## What the exercise asks
Pull out every line from the entries below that contains the string "each", treating uppercase and lowercase letters as different.

## Excerpted records
※

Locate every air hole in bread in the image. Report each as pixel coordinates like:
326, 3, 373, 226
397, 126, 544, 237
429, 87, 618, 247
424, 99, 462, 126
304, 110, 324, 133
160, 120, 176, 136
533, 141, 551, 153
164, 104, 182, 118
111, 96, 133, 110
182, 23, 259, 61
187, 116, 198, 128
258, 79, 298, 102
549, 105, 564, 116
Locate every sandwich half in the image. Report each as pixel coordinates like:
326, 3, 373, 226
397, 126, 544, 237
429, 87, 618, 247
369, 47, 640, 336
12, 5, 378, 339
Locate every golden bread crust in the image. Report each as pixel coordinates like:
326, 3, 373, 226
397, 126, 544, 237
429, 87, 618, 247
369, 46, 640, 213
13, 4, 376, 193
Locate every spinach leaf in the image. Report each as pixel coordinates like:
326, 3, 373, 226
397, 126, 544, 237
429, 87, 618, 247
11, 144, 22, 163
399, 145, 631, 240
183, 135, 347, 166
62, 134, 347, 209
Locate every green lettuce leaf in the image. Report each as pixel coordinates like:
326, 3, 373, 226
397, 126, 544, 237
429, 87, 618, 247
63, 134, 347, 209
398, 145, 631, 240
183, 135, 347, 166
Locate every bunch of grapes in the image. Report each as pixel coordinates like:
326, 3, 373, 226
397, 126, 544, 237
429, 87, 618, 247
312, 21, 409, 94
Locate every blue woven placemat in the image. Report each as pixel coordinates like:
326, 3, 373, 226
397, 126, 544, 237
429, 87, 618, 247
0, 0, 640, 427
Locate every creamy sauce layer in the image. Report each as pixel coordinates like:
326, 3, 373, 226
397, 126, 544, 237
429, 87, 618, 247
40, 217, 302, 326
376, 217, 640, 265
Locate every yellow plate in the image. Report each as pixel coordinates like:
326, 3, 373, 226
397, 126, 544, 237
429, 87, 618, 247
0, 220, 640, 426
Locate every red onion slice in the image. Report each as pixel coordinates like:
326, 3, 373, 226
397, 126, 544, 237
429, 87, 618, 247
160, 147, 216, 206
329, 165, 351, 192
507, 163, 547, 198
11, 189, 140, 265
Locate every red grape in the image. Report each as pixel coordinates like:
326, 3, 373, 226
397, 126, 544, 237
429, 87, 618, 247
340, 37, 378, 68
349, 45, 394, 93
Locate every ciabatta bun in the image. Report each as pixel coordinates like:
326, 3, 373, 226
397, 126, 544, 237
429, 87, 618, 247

※

## Result of this exercise
Locate every air hole in bread in the image. Report each as pixel coordinates like:
Locate every sandwich half in the image. Report each as pixel coordinates like:
Locate every golden bread crust in the image. Report each as pixel coordinates like:
Locate every spinach leaf in the image. Report each as pixel coordinates like:
Locate every green lettuce leaf in the image. Report each as pixel coordinates like:
Locate every bunch of grapes in the image. Report each as pixel coordinates like:
Locate every blue woven placemat in the image. Report each as pixel coordinates like:
Locate every creamy sauce layer in the image. Report each as pixel coordinates like:
Locate every yellow plate in the image. Report each as pixel coordinates like:
Locate every red onion slice in the image. Report each as pixel coordinates like:
Locate every red grape in the image. Report each as pixel coordinates like:
Locate every ciabatta bun in the image. Report each as pixel coordinates like:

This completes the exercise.